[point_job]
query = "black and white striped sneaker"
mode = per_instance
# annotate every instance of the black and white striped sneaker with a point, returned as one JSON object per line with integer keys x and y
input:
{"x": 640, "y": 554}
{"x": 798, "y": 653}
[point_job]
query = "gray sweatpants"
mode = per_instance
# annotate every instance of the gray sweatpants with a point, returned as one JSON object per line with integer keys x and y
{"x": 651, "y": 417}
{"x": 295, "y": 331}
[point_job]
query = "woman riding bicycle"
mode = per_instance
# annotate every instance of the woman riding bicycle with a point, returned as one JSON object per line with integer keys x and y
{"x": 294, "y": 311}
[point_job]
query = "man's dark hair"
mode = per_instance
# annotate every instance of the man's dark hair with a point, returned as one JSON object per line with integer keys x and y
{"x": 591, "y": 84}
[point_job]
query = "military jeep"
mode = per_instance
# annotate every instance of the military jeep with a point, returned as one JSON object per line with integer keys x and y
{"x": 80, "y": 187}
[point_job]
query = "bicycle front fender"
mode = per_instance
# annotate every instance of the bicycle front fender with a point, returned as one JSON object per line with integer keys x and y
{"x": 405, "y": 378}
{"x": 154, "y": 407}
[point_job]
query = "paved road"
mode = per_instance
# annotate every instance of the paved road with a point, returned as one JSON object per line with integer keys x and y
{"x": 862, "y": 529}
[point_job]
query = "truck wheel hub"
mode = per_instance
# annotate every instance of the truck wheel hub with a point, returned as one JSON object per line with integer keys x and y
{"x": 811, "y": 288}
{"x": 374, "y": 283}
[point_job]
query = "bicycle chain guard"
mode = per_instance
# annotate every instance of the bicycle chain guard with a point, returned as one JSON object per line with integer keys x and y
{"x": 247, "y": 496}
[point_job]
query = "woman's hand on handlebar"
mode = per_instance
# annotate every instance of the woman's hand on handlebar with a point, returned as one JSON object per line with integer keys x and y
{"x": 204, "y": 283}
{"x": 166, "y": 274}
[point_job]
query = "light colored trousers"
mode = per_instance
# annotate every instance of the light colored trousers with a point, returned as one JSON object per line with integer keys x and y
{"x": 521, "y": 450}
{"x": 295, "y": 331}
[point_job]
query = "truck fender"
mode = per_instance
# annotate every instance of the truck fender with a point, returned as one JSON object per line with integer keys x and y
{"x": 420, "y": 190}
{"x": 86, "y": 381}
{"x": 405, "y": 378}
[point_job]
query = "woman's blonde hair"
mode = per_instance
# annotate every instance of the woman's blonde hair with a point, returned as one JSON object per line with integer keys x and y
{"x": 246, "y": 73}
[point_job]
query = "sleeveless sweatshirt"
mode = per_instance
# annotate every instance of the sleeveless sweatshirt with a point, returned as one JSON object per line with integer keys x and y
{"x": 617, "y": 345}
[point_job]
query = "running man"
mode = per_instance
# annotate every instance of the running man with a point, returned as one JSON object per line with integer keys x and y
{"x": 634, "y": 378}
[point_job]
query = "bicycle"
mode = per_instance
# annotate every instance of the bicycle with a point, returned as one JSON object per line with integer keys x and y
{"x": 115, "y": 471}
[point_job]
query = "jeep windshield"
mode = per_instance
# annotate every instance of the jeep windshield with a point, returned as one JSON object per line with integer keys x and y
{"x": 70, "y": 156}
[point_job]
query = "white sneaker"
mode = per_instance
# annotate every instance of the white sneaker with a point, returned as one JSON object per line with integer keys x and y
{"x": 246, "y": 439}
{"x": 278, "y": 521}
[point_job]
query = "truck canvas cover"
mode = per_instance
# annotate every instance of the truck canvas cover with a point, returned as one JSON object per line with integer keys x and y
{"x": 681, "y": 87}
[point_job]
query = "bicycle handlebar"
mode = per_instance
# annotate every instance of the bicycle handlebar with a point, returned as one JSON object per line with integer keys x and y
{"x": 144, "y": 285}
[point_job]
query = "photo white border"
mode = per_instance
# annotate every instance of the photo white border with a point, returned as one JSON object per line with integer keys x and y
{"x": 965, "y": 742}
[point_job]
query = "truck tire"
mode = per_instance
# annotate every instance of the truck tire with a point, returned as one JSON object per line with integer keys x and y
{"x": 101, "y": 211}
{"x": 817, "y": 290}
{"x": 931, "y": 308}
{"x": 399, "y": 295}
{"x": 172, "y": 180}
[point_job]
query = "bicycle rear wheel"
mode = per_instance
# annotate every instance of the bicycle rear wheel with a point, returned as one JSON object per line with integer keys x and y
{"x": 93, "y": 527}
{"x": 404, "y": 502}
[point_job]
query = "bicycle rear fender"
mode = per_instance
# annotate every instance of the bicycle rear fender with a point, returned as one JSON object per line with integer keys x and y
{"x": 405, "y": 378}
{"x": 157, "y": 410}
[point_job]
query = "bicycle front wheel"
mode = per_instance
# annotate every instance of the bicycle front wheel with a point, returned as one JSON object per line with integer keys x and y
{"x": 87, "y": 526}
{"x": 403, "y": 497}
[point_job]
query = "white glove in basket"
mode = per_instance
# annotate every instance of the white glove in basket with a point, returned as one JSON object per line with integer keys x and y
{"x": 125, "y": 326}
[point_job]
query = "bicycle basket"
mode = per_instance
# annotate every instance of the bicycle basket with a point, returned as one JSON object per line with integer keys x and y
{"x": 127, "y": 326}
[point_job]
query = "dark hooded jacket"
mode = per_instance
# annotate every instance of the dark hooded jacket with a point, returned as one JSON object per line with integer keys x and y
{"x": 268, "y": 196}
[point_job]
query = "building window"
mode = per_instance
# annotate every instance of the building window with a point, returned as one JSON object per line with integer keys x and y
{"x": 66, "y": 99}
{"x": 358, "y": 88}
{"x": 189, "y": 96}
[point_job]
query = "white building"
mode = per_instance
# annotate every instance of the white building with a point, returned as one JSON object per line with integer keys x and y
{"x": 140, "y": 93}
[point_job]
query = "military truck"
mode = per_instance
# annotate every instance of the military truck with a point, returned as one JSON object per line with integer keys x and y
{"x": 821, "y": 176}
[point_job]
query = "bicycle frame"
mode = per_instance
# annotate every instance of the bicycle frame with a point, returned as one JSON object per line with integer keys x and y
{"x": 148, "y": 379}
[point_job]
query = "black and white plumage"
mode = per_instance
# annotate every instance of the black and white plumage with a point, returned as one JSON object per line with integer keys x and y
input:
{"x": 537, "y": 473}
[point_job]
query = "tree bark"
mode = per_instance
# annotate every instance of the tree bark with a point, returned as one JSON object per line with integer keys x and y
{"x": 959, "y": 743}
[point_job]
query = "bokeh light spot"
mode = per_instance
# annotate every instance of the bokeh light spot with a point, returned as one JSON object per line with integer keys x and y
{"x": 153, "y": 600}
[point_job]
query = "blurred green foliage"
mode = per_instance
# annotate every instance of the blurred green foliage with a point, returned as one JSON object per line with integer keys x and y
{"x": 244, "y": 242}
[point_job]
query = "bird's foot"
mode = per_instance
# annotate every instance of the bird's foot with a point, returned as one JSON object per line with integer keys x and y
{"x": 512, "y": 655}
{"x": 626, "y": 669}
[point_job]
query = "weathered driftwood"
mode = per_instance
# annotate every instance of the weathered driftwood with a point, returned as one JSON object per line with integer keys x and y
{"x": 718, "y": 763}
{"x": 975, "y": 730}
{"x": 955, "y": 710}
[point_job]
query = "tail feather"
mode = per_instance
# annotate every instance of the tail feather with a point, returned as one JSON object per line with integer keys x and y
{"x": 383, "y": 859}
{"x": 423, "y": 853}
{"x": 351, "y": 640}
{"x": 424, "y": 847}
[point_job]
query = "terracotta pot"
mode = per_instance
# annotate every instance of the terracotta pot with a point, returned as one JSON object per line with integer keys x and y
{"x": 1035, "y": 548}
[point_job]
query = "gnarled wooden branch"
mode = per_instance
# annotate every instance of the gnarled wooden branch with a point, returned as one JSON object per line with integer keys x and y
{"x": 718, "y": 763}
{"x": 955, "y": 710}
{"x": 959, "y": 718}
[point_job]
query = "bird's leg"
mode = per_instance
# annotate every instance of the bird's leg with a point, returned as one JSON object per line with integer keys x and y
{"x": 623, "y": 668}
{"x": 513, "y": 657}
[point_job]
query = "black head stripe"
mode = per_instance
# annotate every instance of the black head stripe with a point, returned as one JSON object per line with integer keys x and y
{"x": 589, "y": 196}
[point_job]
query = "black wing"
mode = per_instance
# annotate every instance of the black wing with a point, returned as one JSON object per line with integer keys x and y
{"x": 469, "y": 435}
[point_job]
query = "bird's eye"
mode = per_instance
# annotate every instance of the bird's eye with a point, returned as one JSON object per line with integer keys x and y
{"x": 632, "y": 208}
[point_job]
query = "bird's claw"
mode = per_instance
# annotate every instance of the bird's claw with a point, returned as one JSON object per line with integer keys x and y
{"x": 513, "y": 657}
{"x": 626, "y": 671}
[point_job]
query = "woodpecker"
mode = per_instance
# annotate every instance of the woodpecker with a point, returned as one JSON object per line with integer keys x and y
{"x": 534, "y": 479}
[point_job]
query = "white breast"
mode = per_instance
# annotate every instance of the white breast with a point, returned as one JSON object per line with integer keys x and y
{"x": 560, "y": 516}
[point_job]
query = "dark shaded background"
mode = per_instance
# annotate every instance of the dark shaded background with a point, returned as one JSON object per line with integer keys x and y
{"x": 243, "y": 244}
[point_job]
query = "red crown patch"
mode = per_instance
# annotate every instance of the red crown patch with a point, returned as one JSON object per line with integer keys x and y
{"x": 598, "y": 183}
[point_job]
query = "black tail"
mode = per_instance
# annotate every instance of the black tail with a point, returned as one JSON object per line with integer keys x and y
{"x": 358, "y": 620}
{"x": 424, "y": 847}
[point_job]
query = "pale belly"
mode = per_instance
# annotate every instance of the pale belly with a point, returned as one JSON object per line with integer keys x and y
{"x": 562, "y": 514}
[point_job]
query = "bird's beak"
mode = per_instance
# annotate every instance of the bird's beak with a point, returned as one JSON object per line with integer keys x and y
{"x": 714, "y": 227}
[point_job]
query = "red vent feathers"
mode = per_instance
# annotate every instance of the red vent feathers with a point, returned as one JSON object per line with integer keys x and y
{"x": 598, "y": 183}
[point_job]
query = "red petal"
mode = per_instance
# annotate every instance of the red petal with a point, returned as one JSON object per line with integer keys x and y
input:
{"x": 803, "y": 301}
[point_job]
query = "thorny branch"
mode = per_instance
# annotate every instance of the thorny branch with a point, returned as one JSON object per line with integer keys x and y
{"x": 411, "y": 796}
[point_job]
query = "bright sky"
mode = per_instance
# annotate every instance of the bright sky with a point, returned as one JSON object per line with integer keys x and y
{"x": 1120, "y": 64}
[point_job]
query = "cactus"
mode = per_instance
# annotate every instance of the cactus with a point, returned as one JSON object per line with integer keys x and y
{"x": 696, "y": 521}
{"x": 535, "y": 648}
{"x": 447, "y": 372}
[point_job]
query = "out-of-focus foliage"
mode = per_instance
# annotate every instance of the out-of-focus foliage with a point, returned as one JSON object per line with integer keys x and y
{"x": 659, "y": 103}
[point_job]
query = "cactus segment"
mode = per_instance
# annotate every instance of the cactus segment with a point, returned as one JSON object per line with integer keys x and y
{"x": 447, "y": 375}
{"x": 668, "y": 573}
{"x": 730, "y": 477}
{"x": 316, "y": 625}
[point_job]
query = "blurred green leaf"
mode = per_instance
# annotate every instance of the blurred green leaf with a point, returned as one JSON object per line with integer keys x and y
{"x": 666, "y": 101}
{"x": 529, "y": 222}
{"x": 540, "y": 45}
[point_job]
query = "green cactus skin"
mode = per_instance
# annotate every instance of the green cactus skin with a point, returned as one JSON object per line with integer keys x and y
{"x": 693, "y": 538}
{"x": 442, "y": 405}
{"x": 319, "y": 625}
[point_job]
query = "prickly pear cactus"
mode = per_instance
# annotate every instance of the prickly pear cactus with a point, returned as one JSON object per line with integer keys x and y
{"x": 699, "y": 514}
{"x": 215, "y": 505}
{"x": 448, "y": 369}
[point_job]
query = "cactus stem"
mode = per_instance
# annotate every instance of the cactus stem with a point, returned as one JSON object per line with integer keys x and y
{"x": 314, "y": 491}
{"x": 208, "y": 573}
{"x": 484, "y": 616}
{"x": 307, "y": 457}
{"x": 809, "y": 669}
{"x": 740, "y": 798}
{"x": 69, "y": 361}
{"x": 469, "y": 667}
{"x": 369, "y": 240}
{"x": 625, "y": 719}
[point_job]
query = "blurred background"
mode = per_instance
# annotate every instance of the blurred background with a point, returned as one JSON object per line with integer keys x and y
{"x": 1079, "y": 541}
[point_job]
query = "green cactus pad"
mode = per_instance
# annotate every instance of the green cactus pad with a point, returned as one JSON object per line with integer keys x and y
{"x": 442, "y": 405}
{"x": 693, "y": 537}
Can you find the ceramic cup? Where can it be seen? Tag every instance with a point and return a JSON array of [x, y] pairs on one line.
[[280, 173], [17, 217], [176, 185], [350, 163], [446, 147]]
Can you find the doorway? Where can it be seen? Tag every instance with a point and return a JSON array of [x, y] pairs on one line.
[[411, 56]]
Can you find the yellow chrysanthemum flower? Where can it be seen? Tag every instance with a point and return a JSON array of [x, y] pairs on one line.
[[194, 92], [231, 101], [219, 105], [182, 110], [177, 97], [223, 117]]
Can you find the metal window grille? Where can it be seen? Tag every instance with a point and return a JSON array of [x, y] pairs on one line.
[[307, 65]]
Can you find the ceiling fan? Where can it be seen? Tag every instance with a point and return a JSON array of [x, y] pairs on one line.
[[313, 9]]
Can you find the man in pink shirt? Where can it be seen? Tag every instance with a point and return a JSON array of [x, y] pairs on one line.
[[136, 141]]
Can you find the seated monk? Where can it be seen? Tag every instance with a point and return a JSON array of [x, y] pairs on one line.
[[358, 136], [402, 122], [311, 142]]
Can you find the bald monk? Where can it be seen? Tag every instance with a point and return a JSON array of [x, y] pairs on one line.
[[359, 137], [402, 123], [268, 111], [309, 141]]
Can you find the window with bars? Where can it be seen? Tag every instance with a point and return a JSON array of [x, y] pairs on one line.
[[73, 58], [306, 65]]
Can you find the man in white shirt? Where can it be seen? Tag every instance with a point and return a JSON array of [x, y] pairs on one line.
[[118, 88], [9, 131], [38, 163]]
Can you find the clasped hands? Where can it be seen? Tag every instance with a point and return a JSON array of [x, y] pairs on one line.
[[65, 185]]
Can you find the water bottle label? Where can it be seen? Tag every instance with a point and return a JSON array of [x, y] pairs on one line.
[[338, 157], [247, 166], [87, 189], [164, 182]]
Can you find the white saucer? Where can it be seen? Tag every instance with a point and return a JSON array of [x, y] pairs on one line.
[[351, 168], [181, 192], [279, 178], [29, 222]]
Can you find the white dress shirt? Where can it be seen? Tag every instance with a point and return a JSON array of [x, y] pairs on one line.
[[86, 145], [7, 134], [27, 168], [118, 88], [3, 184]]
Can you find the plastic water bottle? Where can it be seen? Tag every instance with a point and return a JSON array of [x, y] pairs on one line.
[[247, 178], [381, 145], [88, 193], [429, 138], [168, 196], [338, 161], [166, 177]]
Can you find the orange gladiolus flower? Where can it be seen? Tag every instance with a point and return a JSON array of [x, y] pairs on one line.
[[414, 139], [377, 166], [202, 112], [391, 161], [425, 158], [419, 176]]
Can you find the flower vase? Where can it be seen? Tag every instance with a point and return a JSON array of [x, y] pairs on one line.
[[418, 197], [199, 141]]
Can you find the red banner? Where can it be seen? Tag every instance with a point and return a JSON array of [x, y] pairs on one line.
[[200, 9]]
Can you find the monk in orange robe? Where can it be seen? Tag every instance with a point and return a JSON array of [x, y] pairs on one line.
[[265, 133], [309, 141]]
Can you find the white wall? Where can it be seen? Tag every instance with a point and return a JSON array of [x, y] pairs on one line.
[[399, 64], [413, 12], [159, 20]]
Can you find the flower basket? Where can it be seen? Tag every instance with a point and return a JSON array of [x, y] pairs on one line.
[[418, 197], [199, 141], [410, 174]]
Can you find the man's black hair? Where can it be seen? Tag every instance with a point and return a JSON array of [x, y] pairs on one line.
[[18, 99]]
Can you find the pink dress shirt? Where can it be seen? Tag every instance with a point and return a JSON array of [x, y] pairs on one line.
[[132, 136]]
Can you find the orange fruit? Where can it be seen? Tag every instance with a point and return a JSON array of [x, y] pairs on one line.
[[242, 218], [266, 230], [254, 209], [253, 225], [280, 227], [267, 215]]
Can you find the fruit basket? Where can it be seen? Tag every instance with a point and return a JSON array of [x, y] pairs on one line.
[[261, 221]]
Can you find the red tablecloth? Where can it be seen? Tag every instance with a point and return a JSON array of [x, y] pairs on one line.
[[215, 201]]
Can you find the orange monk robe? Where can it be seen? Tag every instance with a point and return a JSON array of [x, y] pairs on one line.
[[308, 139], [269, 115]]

SET TASK: The lines to reproduce run from the one that contains "Can you find the orange fruit?" through the last line above; copy them exactly.

EXERCISE RESPONSE:
Can you find the orange fruit? Where can it be seen? Tag every instance with a point and return a JSON array of [x, y] pairs on one line.
[[242, 218], [266, 230], [254, 209], [253, 225], [280, 227], [267, 215]]
Can you find the fruit basket? Where can it be seen? Tag every instance with a point and return a JSON array of [x, y] pairs on one line.
[[261, 221]]
Can you find the red tablecloth? Where can it be seen? Tag every instance with a point and return a JSON array of [x, y] pairs on one line.
[[215, 201]]
Can you find the orange monk robe? Where can it be seen? Tag every instance with a point and return a JSON array of [x, y] pairs on one line.
[[308, 139], [269, 115]]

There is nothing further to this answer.